## What needs to be done
Give back the data below word for word. Any image in it should be left out.

Point-per-instance localization data:
----

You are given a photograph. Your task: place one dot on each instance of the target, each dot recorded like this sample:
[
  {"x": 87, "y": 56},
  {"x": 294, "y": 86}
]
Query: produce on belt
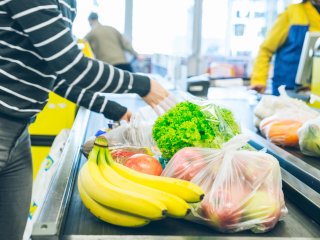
[
  {"x": 188, "y": 162},
  {"x": 124, "y": 197},
  {"x": 188, "y": 124},
  {"x": 144, "y": 163},
  {"x": 281, "y": 131},
  {"x": 121, "y": 154},
  {"x": 309, "y": 138}
]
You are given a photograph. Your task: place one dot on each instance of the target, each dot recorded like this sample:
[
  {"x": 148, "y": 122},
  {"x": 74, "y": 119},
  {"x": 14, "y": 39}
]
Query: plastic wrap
[
  {"x": 281, "y": 130},
  {"x": 194, "y": 123},
  {"x": 275, "y": 105},
  {"x": 243, "y": 188},
  {"x": 309, "y": 138}
]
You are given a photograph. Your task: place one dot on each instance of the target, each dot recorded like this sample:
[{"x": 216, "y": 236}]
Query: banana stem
[{"x": 108, "y": 157}]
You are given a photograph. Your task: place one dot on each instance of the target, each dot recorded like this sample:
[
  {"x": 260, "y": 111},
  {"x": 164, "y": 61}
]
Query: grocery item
[
  {"x": 309, "y": 137},
  {"x": 144, "y": 163},
  {"x": 108, "y": 189},
  {"x": 196, "y": 123},
  {"x": 108, "y": 195},
  {"x": 110, "y": 215},
  {"x": 281, "y": 131},
  {"x": 275, "y": 105},
  {"x": 175, "y": 205},
  {"x": 121, "y": 153},
  {"x": 243, "y": 189}
]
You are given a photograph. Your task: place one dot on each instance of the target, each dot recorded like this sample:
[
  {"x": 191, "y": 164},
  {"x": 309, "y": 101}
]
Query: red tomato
[{"x": 144, "y": 163}]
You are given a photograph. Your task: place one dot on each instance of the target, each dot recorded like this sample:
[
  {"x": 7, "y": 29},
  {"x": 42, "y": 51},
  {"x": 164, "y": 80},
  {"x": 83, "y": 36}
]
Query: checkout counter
[{"x": 63, "y": 215}]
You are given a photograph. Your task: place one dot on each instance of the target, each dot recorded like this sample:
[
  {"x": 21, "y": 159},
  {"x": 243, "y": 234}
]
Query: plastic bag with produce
[
  {"x": 243, "y": 189},
  {"x": 274, "y": 105},
  {"x": 309, "y": 137},
  {"x": 193, "y": 123},
  {"x": 281, "y": 131}
]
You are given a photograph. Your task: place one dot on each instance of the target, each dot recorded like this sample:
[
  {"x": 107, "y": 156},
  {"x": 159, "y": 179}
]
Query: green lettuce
[{"x": 192, "y": 125}]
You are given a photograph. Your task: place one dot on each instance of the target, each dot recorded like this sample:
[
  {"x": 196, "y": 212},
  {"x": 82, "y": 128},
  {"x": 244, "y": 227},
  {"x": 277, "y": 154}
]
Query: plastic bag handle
[{"x": 235, "y": 143}]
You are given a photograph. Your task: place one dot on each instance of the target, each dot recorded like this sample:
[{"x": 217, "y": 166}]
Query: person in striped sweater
[{"x": 37, "y": 55}]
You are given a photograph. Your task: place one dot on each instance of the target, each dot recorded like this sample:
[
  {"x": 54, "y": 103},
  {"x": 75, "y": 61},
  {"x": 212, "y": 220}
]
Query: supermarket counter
[{"x": 63, "y": 215}]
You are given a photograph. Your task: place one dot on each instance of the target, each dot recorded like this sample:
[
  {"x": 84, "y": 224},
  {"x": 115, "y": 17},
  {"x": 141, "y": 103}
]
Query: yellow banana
[
  {"x": 111, "y": 196},
  {"x": 186, "y": 190},
  {"x": 176, "y": 206},
  {"x": 110, "y": 215}
]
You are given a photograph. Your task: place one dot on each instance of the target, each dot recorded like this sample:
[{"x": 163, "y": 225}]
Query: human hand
[
  {"x": 159, "y": 98},
  {"x": 126, "y": 117},
  {"x": 258, "y": 88}
]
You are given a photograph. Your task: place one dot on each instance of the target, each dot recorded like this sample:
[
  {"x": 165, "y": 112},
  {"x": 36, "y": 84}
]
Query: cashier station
[{"x": 63, "y": 215}]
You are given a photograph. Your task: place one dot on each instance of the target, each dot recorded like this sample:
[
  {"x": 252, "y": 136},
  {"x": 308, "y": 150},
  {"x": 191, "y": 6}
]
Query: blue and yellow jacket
[{"x": 285, "y": 39}]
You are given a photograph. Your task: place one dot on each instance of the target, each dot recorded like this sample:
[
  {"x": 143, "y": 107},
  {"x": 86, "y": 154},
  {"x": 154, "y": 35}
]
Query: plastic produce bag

----

## Reply
You are given a photograph. Your task: place one dot on each instance of the target, each dot recorded like this sample:
[
  {"x": 87, "y": 56},
  {"x": 294, "y": 86}
]
Query: produce on belt
[
  {"x": 188, "y": 162},
  {"x": 124, "y": 197},
  {"x": 188, "y": 124},
  {"x": 144, "y": 163},
  {"x": 281, "y": 131},
  {"x": 121, "y": 154},
  {"x": 309, "y": 138}
]
You are given a photograph. Your task: place one dot on each instance of the target, each dot recorded like this sample:
[
  {"x": 148, "y": 122},
  {"x": 74, "y": 119},
  {"x": 14, "y": 39}
]
Query: plastic wrap
[
  {"x": 281, "y": 130},
  {"x": 194, "y": 123},
  {"x": 275, "y": 105},
  {"x": 243, "y": 188},
  {"x": 309, "y": 138}
]
You are given a photograph. Your task: place one dot on each instance of the target, each dot recorded like this sample:
[{"x": 216, "y": 236}]
Query: banana stem
[{"x": 108, "y": 157}]
You are given a photograph. Your task: place one dot on each instance of the target, each dot recorded like this sample:
[
  {"x": 260, "y": 111},
  {"x": 164, "y": 61}
]
Query: grocery item
[
  {"x": 309, "y": 137},
  {"x": 144, "y": 163},
  {"x": 108, "y": 189},
  {"x": 196, "y": 123},
  {"x": 108, "y": 195},
  {"x": 110, "y": 215},
  {"x": 281, "y": 131},
  {"x": 275, "y": 105},
  {"x": 175, "y": 205},
  {"x": 121, "y": 153},
  {"x": 243, "y": 189}
]
You are given a photograph. Your task: place one dot on each instance of the target, each dot recorded like this sample:
[
  {"x": 191, "y": 164},
  {"x": 309, "y": 101}
]
Query: red tomato
[{"x": 144, "y": 163}]
You are given a photograph. Your task: place one dot on each instance of the target, each dot recorded like this sample:
[
  {"x": 7, "y": 29},
  {"x": 42, "y": 51},
  {"x": 164, "y": 80},
  {"x": 83, "y": 36}
]
Query: checkout counter
[{"x": 63, "y": 215}]
You are given a photograph. Your task: place one dot on each instance of the target, each dot recorded like this sample:
[
  {"x": 21, "y": 159},
  {"x": 243, "y": 234}
]
Query: plastic bag with produce
[
  {"x": 243, "y": 189},
  {"x": 274, "y": 105},
  {"x": 309, "y": 137},
  {"x": 193, "y": 123},
  {"x": 281, "y": 131}
]
You are given a photograph. Your task: place one dot on each instance of the target, each dot recorded like this sample:
[
  {"x": 107, "y": 156},
  {"x": 159, "y": 179}
]
Query: green lettuce
[{"x": 192, "y": 125}]
You are given a photograph. Your task: place one dot on each instance of the target, each dot recorded like this sample:
[
  {"x": 196, "y": 212},
  {"x": 82, "y": 128},
  {"x": 244, "y": 227},
  {"x": 277, "y": 154}
]
Query: plastic bag handle
[{"x": 235, "y": 143}]
You are given a photograph. Your task: place one dot on each instance of the target, each dot recorded like this sample:
[{"x": 217, "y": 166}]
Query: person in striped sweater
[{"x": 37, "y": 55}]
You are given a photograph. Your task: place one dot on each instance of the target, each dot recorded like this sample:
[
  {"x": 54, "y": 103},
  {"x": 75, "y": 61},
  {"x": 212, "y": 220}
]
Query: supermarket counter
[{"x": 63, "y": 215}]
You are given a photograph. Your task: place one dot on each instance of the target, each dot recorded like this sample:
[
  {"x": 84, "y": 224},
  {"x": 115, "y": 17},
  {"x": 141, "y": 103}
]
Query: yellow banana
[
  {"x": 111, "y": 196},
  {"x": 186, "y": 190},
  {"x": 176, "y": 206},
  {"x": 110, "y": 215}
]
You are given a photograph. Your task: place one dot on each instance of the target, each dot recorded like this sample:
[{"x": 163, "y": 225}]
Query: human hand
[
  {"x": 159, "y": 98},
  {"x": 126, "y": 117},
  {"x": 258, "y": 88}
]
You are given a photograph. Your task: place one dot on each instance of the target, each dot recorded like this sample:
[
  {"x": 165, "y": 112},
  {"x": 36, "y": 84}
]
Query: cashier station
[{"x": 63, "y": 215}]
You are given a photograph. Your task: place one dot on each instance of the target, each dot recorded like this sample:
[
  {"x": 252, "y": 136},
  {"x": 308, "y": 150},
  {"x": 191, "y": 6}
]
Query: blue and yellow jacket
[{"x": 285, "y": 39}]
You are given a photograph. Your task: place one dot on each instance of the target, each dot recorded like this sample:
[
  {"x": 143, "y": 107},
  {"x": 86, "y": 154},
  {"x": 154, "y": 35}
]
Query: plastic produce bag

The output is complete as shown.